* [PASAJE MOSTRADO]
>>
Respecto al Santo, su intervención en el cine tuvo inicio con dos películas filmadas en Cuba: Santo contra el Cerebro del mal y Santo contra Hombres Infernales, ambas dirigidas por Joselito Rodríguez en 1958. A partir de allí, el conocido luchador, llamado en realidad Rodolfo Guzmán Huerta, participaría en alrededor de media centena de películas, un buen número de ellas producidas por la familia Calderón, bajo esta mixtura genérica arriba mencionada. Con el correr del tiempo, y ante la obtención de una fórmula de éxito, las películas fueron consolidando ciertos estereotipos y una estructura narrativa homogénea entre un título y otro, que responde a características que detallaremos a continuación.
<<
* [TAREA A] ¿Cómo se traduce al inglés esta oración del pasaje sobre el cine de Santo: "Respecto al Santo, su intervención en el cine tuvo inicio con dos películas filmadas en Cuba: Santo contra el Cerebro del mal y Santo contra Hombres Infernales, ambas dirigidas por Joselito Rodríguez en 1958."?

Datos de origen
>>
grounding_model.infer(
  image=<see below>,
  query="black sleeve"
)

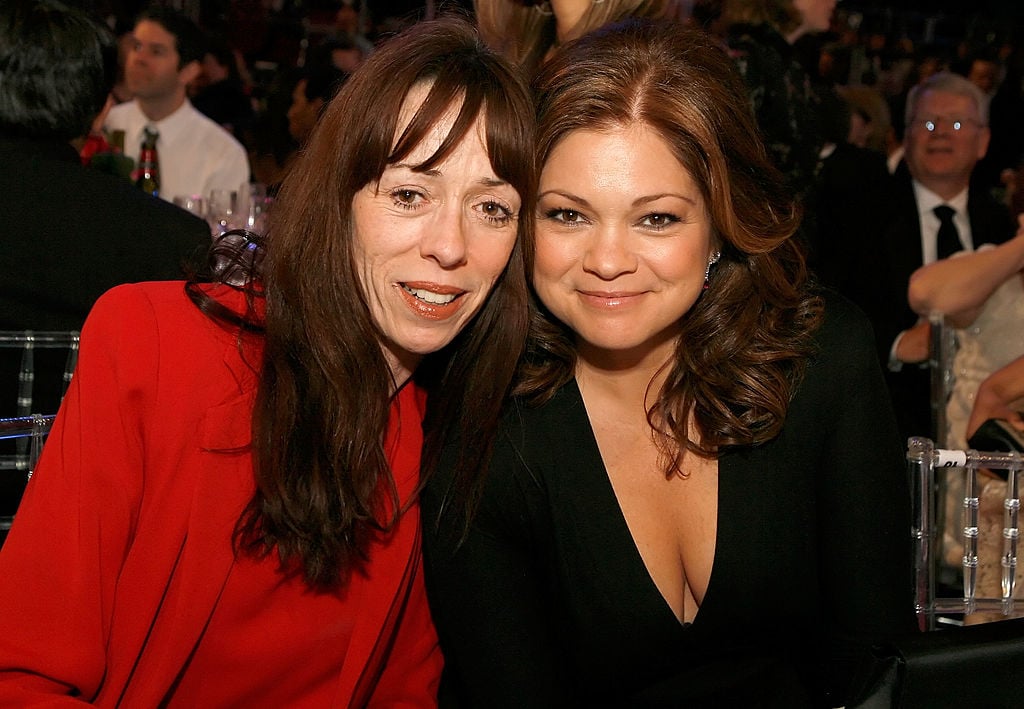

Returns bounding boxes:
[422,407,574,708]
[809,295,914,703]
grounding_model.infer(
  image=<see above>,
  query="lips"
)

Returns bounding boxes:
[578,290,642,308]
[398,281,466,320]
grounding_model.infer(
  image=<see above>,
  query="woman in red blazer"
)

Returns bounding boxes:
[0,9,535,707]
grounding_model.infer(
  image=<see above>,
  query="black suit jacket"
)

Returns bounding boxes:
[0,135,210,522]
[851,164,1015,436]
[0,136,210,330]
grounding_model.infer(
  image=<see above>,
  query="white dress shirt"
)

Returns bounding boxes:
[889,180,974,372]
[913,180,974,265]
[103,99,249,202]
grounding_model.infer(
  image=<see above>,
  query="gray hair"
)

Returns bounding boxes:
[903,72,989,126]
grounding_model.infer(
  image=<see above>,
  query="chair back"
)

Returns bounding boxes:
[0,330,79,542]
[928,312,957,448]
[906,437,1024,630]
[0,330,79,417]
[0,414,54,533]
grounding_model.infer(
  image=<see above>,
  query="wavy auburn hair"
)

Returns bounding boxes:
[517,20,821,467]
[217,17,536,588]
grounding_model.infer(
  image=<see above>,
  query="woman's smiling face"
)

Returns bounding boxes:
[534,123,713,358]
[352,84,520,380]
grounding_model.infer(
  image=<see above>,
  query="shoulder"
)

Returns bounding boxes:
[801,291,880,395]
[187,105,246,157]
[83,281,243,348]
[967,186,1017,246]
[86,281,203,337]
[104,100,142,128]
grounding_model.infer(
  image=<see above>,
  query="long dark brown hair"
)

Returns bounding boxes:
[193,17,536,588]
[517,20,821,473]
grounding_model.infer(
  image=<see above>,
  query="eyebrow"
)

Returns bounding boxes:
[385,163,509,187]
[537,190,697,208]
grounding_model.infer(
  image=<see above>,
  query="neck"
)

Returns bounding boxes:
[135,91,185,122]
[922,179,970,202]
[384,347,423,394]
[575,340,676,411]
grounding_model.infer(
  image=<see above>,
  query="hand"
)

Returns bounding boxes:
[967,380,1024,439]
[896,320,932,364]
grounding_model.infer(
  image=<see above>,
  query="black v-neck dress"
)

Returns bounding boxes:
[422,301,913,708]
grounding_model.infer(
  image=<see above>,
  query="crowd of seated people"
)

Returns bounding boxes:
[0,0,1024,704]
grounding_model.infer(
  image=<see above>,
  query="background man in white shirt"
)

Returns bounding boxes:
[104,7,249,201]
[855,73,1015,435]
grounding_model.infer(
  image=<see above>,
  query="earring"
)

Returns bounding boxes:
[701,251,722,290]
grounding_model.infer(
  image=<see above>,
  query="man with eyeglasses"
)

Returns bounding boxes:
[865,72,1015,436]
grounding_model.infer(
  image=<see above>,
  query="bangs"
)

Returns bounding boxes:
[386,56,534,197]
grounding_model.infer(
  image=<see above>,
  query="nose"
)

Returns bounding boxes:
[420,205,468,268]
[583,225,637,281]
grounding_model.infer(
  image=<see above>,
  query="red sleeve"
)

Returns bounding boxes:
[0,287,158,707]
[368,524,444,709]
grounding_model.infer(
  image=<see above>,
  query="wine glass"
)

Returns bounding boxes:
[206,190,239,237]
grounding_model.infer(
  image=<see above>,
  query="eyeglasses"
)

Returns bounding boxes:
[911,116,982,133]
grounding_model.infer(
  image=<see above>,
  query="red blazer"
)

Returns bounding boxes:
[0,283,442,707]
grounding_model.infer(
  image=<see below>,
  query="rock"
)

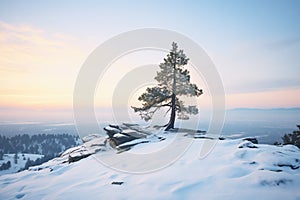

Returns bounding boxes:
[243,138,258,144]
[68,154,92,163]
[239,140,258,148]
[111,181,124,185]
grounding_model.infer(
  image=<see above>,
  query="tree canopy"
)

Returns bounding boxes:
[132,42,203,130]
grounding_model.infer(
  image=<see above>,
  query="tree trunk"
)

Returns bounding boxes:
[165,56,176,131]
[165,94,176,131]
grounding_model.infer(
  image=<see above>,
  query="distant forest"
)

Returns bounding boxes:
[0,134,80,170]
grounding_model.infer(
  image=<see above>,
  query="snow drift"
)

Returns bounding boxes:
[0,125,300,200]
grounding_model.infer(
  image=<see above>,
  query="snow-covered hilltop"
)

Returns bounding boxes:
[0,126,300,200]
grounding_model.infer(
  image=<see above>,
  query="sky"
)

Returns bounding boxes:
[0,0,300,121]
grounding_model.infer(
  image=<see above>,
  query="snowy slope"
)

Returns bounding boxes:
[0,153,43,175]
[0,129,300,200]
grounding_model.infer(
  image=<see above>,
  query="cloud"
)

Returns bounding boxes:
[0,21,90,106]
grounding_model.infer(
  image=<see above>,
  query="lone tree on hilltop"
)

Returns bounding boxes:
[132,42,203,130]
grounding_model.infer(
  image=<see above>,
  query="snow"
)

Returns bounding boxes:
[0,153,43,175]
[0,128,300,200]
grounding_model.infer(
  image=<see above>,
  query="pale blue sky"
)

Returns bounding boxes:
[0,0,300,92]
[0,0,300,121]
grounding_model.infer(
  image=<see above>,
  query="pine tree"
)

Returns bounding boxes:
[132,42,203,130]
<<
>>
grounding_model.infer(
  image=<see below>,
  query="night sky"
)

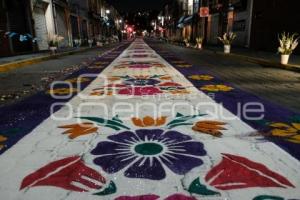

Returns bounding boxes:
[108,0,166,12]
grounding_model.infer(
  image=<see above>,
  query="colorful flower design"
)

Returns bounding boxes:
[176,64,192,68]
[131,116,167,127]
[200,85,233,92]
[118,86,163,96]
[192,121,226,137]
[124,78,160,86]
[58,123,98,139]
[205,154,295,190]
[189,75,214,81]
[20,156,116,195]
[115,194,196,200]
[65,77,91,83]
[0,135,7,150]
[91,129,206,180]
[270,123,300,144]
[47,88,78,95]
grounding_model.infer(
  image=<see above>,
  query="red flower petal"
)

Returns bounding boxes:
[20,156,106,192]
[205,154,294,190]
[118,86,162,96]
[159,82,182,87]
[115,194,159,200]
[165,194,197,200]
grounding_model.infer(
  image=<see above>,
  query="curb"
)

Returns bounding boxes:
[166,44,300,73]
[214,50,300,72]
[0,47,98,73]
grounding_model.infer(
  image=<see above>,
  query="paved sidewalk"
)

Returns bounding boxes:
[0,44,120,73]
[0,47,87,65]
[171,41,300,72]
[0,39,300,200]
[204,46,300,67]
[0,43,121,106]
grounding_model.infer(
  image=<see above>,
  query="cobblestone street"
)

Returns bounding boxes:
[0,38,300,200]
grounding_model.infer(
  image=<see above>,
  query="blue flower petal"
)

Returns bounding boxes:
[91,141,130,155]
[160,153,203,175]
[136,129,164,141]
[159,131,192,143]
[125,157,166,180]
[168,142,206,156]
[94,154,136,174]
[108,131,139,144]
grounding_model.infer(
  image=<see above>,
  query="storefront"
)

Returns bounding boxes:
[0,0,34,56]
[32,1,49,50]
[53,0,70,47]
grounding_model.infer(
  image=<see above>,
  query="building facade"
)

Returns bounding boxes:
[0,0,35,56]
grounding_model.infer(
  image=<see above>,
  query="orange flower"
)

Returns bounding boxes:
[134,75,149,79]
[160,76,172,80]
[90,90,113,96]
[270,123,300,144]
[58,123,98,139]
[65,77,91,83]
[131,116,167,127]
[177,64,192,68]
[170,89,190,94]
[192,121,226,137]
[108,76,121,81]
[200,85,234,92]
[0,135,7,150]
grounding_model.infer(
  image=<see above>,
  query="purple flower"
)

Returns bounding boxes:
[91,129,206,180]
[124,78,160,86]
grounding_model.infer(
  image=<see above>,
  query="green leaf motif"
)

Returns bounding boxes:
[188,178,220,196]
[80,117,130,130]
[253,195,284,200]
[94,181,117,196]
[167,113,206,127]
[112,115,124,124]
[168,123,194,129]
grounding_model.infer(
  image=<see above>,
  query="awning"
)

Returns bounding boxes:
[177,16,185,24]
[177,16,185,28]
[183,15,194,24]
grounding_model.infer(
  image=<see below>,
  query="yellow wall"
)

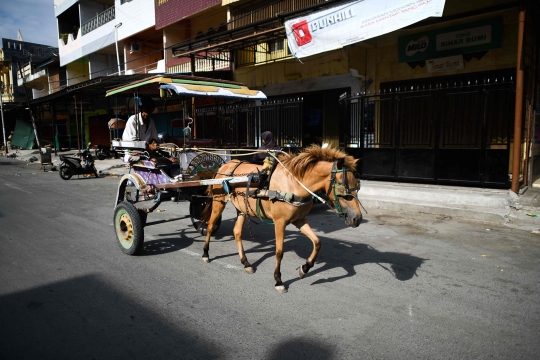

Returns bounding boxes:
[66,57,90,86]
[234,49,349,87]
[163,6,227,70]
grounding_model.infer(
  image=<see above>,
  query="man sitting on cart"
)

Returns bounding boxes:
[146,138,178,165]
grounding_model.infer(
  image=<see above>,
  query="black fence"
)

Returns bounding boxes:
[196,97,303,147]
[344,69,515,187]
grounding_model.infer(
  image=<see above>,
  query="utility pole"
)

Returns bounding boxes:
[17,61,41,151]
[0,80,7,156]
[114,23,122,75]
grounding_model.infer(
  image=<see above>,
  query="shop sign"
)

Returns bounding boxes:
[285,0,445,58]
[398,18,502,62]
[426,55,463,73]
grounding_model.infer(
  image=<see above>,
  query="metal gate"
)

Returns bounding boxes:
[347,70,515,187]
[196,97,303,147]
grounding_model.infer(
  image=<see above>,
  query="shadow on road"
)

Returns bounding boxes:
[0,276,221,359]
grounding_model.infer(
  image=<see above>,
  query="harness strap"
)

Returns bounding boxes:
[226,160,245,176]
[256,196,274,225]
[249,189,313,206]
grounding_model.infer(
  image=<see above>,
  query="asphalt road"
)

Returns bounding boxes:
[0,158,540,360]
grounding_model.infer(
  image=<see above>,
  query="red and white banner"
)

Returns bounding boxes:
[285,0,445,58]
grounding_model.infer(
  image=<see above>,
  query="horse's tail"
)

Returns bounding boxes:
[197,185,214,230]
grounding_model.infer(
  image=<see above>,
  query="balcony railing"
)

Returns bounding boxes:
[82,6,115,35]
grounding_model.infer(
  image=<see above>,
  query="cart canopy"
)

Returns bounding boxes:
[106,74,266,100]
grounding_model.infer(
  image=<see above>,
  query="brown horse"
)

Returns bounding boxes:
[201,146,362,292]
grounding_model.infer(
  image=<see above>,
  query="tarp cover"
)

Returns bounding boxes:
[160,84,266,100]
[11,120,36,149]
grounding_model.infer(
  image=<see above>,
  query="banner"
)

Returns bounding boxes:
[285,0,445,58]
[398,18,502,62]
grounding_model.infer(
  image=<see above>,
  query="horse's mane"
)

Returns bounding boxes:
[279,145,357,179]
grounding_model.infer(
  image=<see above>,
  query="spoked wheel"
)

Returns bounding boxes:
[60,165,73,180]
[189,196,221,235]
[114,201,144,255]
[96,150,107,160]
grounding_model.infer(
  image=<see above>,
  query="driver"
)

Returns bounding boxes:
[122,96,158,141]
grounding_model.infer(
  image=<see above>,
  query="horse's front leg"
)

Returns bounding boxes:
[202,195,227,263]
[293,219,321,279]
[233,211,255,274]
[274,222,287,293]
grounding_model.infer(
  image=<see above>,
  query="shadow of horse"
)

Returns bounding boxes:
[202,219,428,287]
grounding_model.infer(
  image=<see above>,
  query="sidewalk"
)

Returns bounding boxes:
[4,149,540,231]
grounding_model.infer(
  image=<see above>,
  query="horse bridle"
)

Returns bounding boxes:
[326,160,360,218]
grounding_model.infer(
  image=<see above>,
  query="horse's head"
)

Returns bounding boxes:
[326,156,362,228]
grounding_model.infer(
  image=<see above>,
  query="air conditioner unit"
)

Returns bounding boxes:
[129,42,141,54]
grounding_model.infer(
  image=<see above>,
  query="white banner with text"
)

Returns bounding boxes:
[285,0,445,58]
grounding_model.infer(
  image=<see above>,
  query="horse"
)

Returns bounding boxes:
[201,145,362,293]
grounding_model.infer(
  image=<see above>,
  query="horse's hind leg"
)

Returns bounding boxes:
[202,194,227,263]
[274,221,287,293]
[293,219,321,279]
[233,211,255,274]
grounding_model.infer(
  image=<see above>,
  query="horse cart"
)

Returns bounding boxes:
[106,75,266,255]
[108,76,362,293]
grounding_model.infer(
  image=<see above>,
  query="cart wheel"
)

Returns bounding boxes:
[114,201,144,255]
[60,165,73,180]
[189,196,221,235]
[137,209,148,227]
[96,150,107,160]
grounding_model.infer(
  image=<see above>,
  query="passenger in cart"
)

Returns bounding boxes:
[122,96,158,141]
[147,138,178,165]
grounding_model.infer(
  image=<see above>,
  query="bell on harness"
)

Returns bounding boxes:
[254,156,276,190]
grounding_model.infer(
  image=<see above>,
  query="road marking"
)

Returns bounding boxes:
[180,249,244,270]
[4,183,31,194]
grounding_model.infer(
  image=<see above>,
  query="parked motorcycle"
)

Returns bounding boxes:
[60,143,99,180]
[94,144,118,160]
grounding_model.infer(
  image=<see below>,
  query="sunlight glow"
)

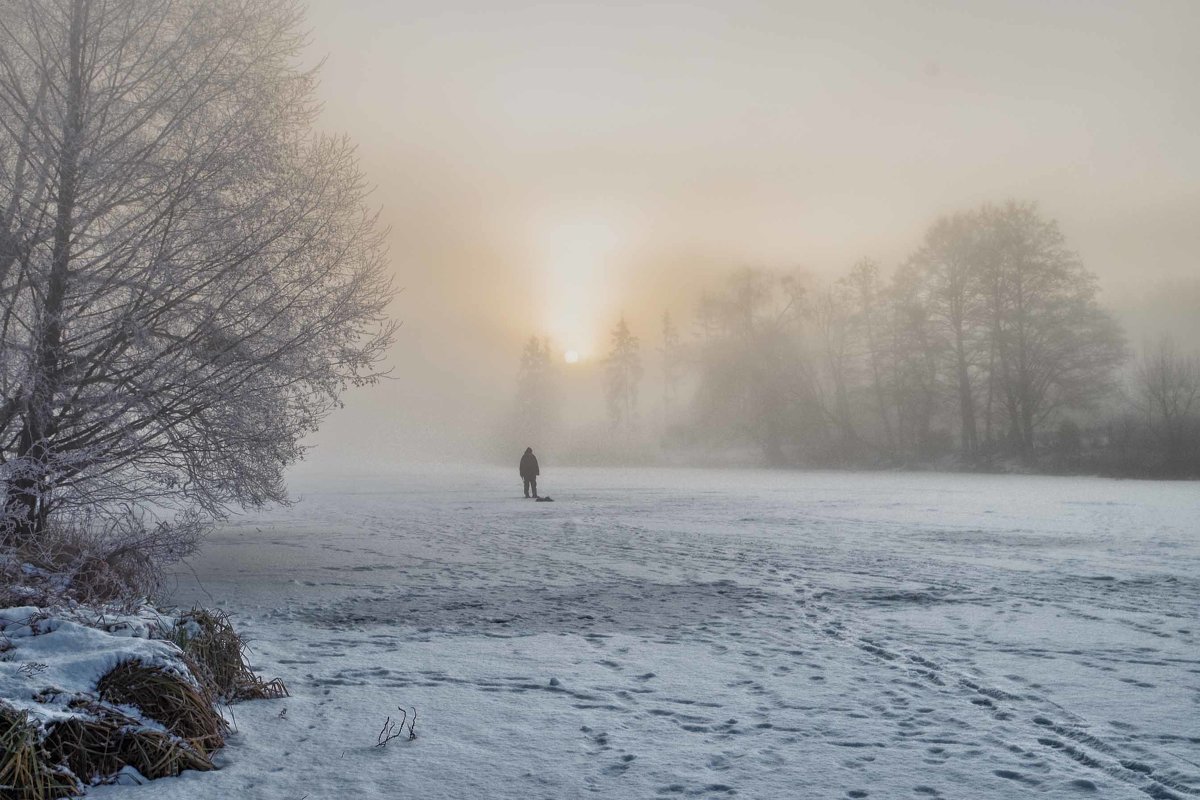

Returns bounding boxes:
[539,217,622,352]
<<
* [TAREA B] ¿Cuántas líneas de los registros contienen la palabra "horse"? Responde únicamente con la cifra.

* [RESPUESTA COMPLETA A] As for Santo, his involvement in film began with two movies shot in Cuba: Santo contra el Cerebro del mal and Santo contra Hombres Infernales, both directed by Joselito Rodríguez in 1958.

* [RESPUESTA COMPLETA B] 10